--- Begin MATERIAL FOR THIS EXERCISE ---
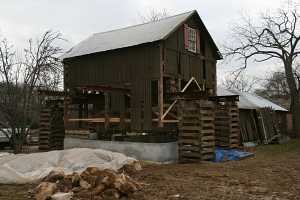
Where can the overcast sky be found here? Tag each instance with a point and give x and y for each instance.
(77, 19)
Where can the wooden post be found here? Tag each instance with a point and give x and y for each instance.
(66, 110)
(106, 110)
(122, 114)
(161, 85)
(80, 108)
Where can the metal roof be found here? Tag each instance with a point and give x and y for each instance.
(130, 36)
(248, 100)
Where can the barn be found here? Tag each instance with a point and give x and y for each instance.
(125, 79)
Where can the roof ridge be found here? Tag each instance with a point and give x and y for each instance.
(151, 22)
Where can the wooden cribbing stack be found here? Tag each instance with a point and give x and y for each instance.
(52, 132)
(196, 130)
(227, 124)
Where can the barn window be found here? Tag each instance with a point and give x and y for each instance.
(203, 69)
(192, 39)
(154, 92)
(192, 45)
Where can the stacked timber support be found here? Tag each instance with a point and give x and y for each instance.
(52, 132)
(196, 131)
(227, 124)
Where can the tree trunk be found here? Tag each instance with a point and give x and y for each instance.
(295, 109)
(295, 97)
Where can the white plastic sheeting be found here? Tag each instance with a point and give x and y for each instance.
(25, 168)
(249, 101)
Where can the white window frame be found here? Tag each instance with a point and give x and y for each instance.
(192, 39)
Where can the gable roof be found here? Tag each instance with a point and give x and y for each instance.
(132, 36)
(249, 101)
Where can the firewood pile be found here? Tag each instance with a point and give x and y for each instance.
(227, 125)
(92, 183)
(196, 131)
(52, 132)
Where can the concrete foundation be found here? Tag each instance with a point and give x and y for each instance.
(157, 152)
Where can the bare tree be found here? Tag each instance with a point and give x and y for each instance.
(241, 82)
(276, 37)
(154, 15)
(20, 78)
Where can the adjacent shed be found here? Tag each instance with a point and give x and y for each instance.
(260, 119)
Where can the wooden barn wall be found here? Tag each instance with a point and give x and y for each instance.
(134, 67)
(184, 64)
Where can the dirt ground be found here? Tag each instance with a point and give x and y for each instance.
(273, 173)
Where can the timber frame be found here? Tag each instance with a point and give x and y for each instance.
(134, 88)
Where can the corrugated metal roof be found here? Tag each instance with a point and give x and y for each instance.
(129, 36)
(249, 101)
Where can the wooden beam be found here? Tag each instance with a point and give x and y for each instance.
(122, 114)
(161, 84)
(106, 111)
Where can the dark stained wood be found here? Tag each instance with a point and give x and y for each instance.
(130, 71)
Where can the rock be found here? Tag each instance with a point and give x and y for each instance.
(111, 194)
(125, 185)
(45, 190)
(131, 168)
(84, 184)
(54, 176)
(99, 189)
(76, 180)
(258, 190)
(62, 196)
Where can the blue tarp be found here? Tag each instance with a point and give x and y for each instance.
(222, 155)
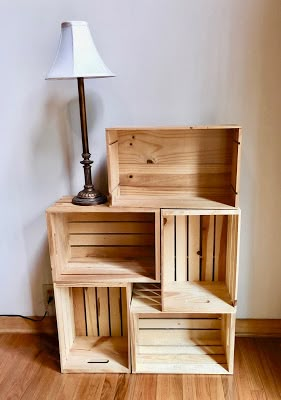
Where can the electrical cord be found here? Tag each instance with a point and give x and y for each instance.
(24, 317)
(50, 299)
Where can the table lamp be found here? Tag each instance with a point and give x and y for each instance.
(77, 57)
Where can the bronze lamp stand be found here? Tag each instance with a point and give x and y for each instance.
(77, 57)
(89, 195)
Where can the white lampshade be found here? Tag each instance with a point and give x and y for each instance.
(77, 56)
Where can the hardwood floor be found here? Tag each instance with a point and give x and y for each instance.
(29, 369)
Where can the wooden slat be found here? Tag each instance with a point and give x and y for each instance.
(79, 311)
(140, 197)
(174, 349)
(124, 312)
(220, 247)
(111, 239)
(167, 359)
(113, 165)
(181, 248)
(108, 214)
(236, 160)
(181, 368)
(175, 147)
(179, 323)
(103, 312)
(125, 252)
(91, 312)
(115, 316)
(207, 247)
(92, 355)
(180, 337)
(197, 297)
(131, 176)
(235, 257)
(168, 249)
(194, 248)
(110, 227)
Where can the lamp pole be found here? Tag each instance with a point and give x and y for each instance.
(88, 196)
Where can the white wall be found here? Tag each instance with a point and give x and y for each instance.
(177, 62)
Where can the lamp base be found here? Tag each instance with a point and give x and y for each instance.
(89, 197)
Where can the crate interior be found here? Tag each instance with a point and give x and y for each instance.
(93, 329)
(118, 246)
(174, 167)
(179, 342)
(199, 262)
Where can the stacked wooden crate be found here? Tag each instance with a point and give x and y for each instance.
(174, 186)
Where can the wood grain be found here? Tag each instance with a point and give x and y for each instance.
(256, 375)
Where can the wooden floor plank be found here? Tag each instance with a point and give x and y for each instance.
(30, 370)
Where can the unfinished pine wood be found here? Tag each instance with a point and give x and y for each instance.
(104, 243)
(208, 254)
(115, 311)
(181, 248)
(207, 247)
(91, 311)
(155, 164)
(194, 248)
(93, 328)
(166, 342)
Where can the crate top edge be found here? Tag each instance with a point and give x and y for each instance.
(64, 205)
(191, 127)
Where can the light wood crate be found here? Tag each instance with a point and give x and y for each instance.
(164, 342)
(186, 167)
(101, 243)
(199, 251)
(93, 328)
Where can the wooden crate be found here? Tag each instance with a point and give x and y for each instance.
(101, 243)
(93, 328)
(199, 250)
(164, 342)
(187, 167)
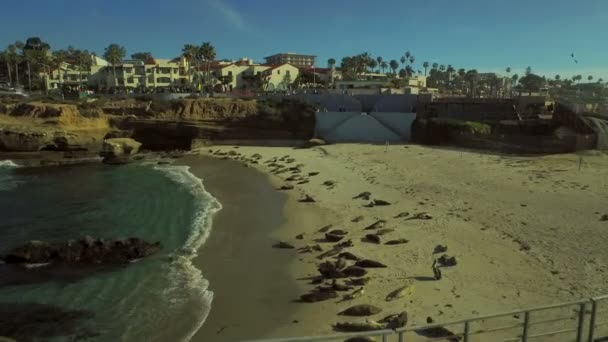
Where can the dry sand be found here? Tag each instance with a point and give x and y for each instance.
(526, 231)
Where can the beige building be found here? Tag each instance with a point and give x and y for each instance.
(291, 58)
(130, 74)
(135, 74)
(245, 74)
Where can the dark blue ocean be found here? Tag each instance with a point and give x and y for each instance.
(160, 298)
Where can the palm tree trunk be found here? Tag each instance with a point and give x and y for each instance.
(115, 78)
(10, 74)
(29, 76)
(17, 74)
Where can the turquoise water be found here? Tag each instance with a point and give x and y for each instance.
(161, 298)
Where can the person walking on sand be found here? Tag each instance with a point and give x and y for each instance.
(436, 270)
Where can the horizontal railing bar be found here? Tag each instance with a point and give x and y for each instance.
(508, 313)
(497, 329)
(554, 320)
(551, 333)
(375, 333)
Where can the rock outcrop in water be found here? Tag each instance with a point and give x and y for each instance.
(83, 251)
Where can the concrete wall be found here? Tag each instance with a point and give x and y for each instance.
(335, 127)
(396, 103)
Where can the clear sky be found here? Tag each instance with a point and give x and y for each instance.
(485, 34)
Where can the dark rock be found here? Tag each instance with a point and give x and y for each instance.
(84, 251)
(349, 256)
(358, 326)
(307, 199)
(117, 160)
(354, 271)
(381, 203)
(364, 196)
(340, 286)
(333, 237)
(437, 333)
(330, 269)
(420, 216)
(445, 260)
(357, 219)
(283, 245)
(368, 263)
(325, 229)
(397, 242)
(318, 296)
(384, 231)
(344, 244)
(361, 310)
(395, 321)
(372, 238)
(359, 281)
(440, 249)
(376, 225)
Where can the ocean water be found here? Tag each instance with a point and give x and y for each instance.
(159, 298)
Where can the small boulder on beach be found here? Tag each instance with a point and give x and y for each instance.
(283, 245)
(361, 310)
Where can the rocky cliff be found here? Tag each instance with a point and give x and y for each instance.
(157, 124)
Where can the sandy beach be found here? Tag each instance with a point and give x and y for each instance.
(525, 231)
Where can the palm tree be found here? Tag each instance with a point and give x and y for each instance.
(114, 54)
(189, 52)
(207, 52)
(425, 65)
(384, 66)
(59, 57)
(471, 77)
(19, 46)
(394, 65)
(331, 62)
(372, 64)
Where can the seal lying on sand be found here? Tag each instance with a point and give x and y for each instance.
(368, 325)
(361, 310)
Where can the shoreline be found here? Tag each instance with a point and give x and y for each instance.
(251, 281)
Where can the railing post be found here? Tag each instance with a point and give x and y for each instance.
(524, 336)
(592, 319)
(581, 321)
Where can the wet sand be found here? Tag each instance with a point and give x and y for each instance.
(253, 288)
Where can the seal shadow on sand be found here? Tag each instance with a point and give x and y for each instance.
(40, 322)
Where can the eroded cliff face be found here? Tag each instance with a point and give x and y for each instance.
(35, 126)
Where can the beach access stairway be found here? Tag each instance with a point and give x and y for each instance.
(583, 320)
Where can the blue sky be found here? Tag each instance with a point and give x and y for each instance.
(484, 34)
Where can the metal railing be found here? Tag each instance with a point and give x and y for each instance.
(581, 321)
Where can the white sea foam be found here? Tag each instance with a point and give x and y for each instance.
(183, 273)
(8, 164)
--- End MATERIAL FOR THIS EXERCISE ---
Rename "sea foam" to "surf foam" in the part of the data that opens with the line containing "Where can the white sea" and runs through the end, repeating those lines with everything else unchanged.

Where can the white surf foam be found here? Tag each instance with a point and give x and y for each instance.
(183, 273)
(8, 164)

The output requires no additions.